Set exercise:
Copy out every one of the records below word for word, leaving out the pictures.

########################################

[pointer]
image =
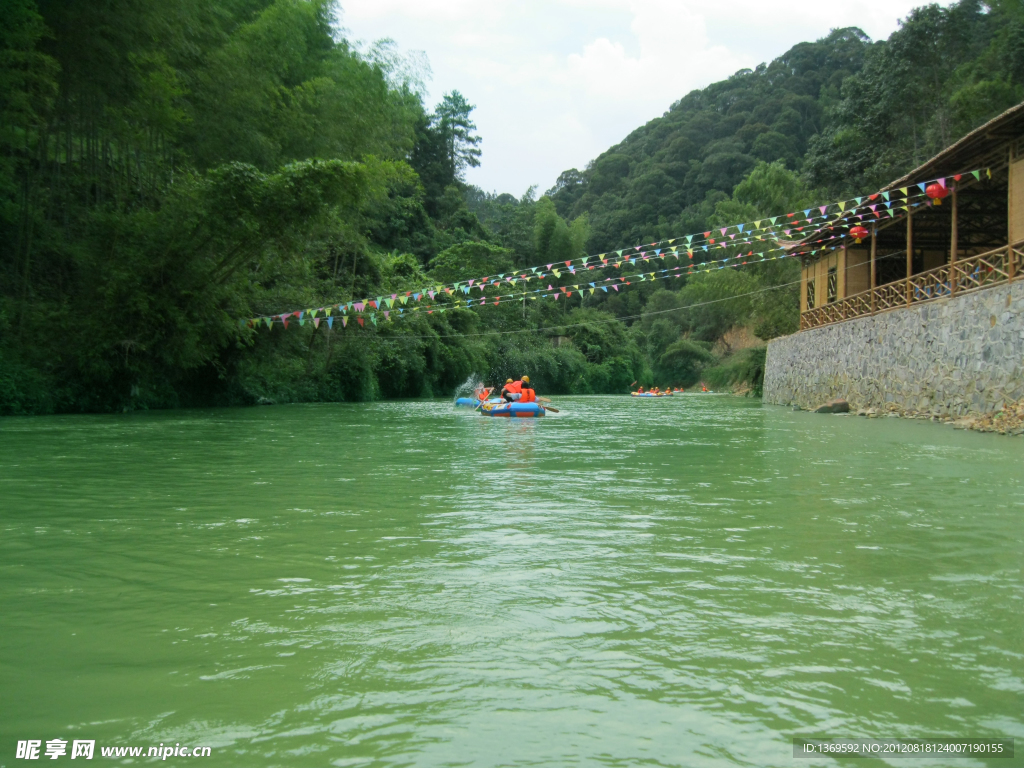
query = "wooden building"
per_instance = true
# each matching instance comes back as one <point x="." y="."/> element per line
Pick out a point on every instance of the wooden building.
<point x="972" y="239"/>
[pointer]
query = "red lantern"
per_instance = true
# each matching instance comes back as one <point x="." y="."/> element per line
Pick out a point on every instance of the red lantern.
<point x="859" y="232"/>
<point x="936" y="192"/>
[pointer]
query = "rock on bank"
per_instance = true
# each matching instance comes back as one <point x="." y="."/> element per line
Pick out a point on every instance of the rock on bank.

########################################

Result for this exercise:
[pointer]
image =
query = "wooden building"
per_instance = true
# each matching instance comes back as one <point x="." y="."/> element per line
Pick out a point on every instance of the wooden building.
<point x="972" y="239"/>
[pointer]
query = "red lantern"
per_instance = true
# each matching instance comes back as one <point x="." y="."/> element per line
Pick out a point on every instance of the red lantern.
<point x="859" y="232"/>
<point x="936" y="192"/>
[pointer]
query = "rock on bank"
per_instance = true
# each matching instance comes back as one <point x="." y="."/> element per line
Pick out a point on every instance of the rock on bank.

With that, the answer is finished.